===== Input material =====
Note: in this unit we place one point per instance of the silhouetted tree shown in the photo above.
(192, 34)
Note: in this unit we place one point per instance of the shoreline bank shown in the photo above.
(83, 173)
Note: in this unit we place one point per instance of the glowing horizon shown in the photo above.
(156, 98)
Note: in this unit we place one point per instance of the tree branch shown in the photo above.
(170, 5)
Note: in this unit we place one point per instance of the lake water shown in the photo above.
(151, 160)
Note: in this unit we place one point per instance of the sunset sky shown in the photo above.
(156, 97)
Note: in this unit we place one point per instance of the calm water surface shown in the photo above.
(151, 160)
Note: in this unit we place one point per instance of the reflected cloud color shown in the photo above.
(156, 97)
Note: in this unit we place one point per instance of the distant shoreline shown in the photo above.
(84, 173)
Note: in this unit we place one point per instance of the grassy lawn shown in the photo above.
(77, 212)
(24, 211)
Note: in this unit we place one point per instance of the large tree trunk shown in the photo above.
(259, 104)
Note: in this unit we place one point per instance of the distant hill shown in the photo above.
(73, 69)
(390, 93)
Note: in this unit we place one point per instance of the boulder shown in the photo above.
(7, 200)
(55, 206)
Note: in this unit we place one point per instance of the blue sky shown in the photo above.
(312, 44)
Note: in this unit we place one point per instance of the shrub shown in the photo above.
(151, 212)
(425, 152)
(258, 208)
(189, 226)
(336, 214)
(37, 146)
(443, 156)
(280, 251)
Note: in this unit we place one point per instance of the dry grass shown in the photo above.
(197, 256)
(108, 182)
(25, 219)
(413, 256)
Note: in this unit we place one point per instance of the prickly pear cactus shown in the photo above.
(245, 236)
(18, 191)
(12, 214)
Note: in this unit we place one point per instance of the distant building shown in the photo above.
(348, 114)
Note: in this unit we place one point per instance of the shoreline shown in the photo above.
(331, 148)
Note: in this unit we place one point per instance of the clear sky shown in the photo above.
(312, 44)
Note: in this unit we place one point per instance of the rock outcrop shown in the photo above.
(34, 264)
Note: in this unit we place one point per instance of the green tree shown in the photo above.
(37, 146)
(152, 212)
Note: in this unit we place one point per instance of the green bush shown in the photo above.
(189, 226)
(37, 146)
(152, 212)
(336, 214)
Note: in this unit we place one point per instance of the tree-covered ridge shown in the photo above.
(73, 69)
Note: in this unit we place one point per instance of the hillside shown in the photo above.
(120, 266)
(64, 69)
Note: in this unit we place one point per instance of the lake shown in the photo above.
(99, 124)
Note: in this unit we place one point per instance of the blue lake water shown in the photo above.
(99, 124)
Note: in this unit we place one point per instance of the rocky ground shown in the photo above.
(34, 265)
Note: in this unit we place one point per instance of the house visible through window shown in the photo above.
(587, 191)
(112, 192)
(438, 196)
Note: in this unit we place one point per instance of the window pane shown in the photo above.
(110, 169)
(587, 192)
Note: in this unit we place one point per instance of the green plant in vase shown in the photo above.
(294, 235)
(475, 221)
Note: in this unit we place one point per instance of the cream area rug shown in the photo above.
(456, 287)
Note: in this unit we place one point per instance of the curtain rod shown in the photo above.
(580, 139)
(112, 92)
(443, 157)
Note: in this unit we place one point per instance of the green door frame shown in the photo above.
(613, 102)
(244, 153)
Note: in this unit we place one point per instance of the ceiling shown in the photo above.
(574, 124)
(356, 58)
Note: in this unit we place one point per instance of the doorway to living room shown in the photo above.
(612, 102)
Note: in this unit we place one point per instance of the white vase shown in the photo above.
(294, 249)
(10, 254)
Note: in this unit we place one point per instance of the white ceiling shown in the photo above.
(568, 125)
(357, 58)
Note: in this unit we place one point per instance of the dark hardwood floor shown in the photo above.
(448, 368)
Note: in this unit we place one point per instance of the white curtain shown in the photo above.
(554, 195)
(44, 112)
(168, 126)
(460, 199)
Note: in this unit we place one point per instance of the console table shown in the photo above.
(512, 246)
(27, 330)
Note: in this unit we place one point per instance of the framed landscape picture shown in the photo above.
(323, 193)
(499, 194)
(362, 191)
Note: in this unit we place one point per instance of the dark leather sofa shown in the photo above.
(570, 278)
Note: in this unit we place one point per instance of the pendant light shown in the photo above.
=====
* Exercise:
Would you please transcribe the records above in full and exactly?

* Result for this exercise:
Note: in this unit we place one point per instance of the silhouetted tree shown in the photo above.
(192, 34)
Note: in this unit we place one point per instance of the shoreline bank shown in the photo above.
(83, 173)
Note: in this unit we place one point per instance of the glowing horizon shown in the photo above.
(156, 98)
Note: in this unit we place one point per instance of the tree branch shown in the photo above.
(170, 5)
Note: in this unit we place one point per instance of the lake water shown in the photo above.
(151, 160)
Note: in this unit we place one point per instance of the sunset sky shown in the photo above.
(156, 97)
Note: in this unit we place one point per instance of the calm water surface shown in the photo above.
(151, 160)
Note: in this unit we place one point per instance of the reflected cloud color shown in the photo above.
(156, 97)
Note: in this unit we place one point per instance of the distant shoreline shown in the photo above.
(84, 173)
Note: in this unit we place one point per instance of the grassy lawn shown in the photo above.
(77, 212)
(24, 211)
Note: in this unit we place one point per instance of the large tree trunk shown in the photo above.
(259, 104)
Note: in this unit we place one point per instance of the distant hill shown in the photo above.
(73, 69)
(390, 93)
Note: in this unit we place one point per instance of the boulder shown in the photo above.
(7, 200)
(55, 206)
Note: in this unit we place one point per instance of the blue sky shown in the photo above.
(312, 44)
Note: in this unit we place one point per instance of the shrub shown in the photo above.
(151, 212)
(425, 152)
(258, 208)
(189, 226)
(336, 214)
(37, 146)
(443, 156)
(280, 251)
Note: in this unit we place one point per instance of the dry grass shown in the photo above.
(197, 256)
(108, 182)
(25, 219)
(413, 256)
Note: in this unit we place one point per instance of the prickly pear cactus shown in the photo above.
(245, 236)
(18, 191)
(12, 214)
Note: in this unit we place one point per instance of the distant building shown in the photo above.
(348, 114)
Note: in this unit we place one point per instance of the shoreline shown in the photo above.
(331, 148)
Note: in this unit we place one point per instance of the clear sky shown in the photo above.
(312, 44)
Note: in this unit we place one point per instance of the rock outcrop shown in the photo above.
(34, 264)
Note: in this unit we place one point per instance of the green tree shown in the photo above.
(37, 146)
(152, 212)
Note: in this unit we place one point per instance of the green bush shown in the photo above.
(189, 226)
(37, 146)
(152, 212)
(336, 214)
Note: in this unit we place one point per instance of the tree-covered ridge shown in the photo above.
(73, 69)
Note: in this unit we place one point per instance of the hillside shown in the photo above.
(120, 266)
(64, 69)
Note: in this unit we place one point per instance of the lake shown in the photo above.
(99, 124)
Note: in this unit we place one point per instance of the blue lake water shown in the photo above.
(99, 124)
Note: in this unit we place one point per instance of the rocky ground shown in the photo above.
(34, 265)
Note: in this unit we place one point per instance of the house visible through window shown in the photo above.
(587, 191)
(112, 192)
(438, 196)
Note: in this unit we place one point per instance of the window pane shown in the photo above.
(110, 169)
(587, 192)
Note: in this unit we place one point per instance of the green plant in vase shown in the photo above.
(294, 235)
(475, 221)
Note: in this unit we place one point per instance of the cream area rug shown in the photo above.
(456, 287)
Note: in this unit we place one point per instance of the curtain rod shown in the photo above.
(580, 139)
(112, 92)
(443, 157)
Note: in this unit we place one point per instance of the green door frame shown in the photo above.
(613, 102)
(244, 153)
Note: in this unit we place one point per instance of the ceiling shown in the photo above.
(574, 124)
(356, 58)
Note: in this unit we place one point per instance of the doorway to living room shown in the photo above.
(612, 102)
Note: in this unit we place one point per instance of the white vase shown in the photo above.
(294, 249)
(10, 254)
Note: in this unit we place one point per instance of the white ceiling shown in the photo above.
(568, 125)
(357, 58)
Note: in this unit we place one point per instance of the dark hardwood floor shown in the photo above.
(448, 368)
Note: in this unit we place one point per instance of the white curtain shown in the photo above.
(554, 195)
(44, 112)
(168, 126)
(460, 199)
Note: in this unit we place one point per instance of the console table shown in the photo above.
(512, 246)
(27, 330)
Note: in this unit we place one point per instance of the framed landscape picture shown in the photo above.
(323, 193)
(499, 194)
(362, 191)
Note: in this unit we place one point per instance of the dark leather sofa shown in the photo above.
(570, 278)
Note: in this unit we place one point per instance of the pendant light shown in the photo above.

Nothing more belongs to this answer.